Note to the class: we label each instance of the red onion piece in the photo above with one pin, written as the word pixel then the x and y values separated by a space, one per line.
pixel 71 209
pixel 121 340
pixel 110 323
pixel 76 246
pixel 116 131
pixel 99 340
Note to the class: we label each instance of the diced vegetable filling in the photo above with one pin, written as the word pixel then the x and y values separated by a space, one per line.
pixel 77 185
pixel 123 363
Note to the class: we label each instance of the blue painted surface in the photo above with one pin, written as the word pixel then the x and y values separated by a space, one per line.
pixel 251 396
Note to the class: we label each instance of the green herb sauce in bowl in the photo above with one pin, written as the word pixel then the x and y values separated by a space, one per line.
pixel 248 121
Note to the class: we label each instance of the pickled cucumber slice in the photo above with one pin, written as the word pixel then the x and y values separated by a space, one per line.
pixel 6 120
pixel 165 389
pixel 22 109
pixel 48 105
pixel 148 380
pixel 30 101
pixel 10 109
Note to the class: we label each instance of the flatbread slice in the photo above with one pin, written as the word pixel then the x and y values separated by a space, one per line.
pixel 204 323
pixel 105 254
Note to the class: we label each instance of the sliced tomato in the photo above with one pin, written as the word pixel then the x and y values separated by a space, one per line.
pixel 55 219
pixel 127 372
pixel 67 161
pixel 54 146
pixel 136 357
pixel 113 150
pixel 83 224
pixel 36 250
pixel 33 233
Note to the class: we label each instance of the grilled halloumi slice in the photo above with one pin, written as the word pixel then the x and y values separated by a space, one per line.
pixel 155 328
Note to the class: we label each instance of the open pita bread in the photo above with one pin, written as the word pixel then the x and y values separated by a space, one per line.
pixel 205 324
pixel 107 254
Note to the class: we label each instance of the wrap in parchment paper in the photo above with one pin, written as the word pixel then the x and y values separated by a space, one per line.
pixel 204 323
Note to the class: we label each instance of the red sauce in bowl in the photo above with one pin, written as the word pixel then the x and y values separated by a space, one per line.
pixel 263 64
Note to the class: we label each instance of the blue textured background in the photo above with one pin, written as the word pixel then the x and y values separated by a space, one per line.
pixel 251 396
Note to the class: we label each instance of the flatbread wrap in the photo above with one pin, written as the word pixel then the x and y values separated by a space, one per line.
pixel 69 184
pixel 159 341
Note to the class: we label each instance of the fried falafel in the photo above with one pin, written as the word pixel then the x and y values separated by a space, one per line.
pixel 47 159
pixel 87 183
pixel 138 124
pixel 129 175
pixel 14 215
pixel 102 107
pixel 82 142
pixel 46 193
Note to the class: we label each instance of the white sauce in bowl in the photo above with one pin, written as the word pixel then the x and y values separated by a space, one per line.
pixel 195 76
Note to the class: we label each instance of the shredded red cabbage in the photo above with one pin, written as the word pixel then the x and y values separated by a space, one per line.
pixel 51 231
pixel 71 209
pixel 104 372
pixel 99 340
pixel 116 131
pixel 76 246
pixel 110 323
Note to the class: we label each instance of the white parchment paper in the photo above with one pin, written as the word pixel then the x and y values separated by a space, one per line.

=======

*TASK INSTRUCTIONS*: Reproduce the lines between the one holding "Note to the class: we label each instance of the grilled" and the one holding "pixel 46 193", inclusive.

*ANSWER TO THIS PROBLEM*:
Note to the class: we label each instance of the grilled halloumi slice in the photo above with one pin, written as the word pixel then the x and y values separated by a space, one per line.
pixel 155 328
Note to the class: we label each instance of the open pita bread in the photo above with one pin, written as the word pixel then the x and y values separated by a space, one per line.
pixel 205 324
pixel 107 254
Note to the class: we label each instance of the wrap in parchment paper in the photo above with one pin, written as the word pixel then the x and y values separated by a space, one per line.
pixel 204 323
Note to the class: we label each instance of the red sauce in bowl in the photo above with one pin, written as the word pixel then the x and y values separated by a space, one per line.
pixel 263 64
Note to the class: we label each instance of the blue textured background in the photo above with one pin, written as the word pixel then the x and y values separated by a space, one per line.
pixel 251 396
Note to the class: we label each instance of the flatbread wrap in the photo above with one pin, written as the word pixel then the x and y values separated by a space, one per line.
pixel 69 184
pixel 159 341
Note to the class: we label each instance of the fried falafel in the photo above with one pin, written as the word pixel then the x and y values separated by a space, one per line.
pixel 47 159
pixel 87 183
pixel 138 124
pixel 129 175
pixel 14 215
pixel 102 107
pixel 82 142
pixel 46 193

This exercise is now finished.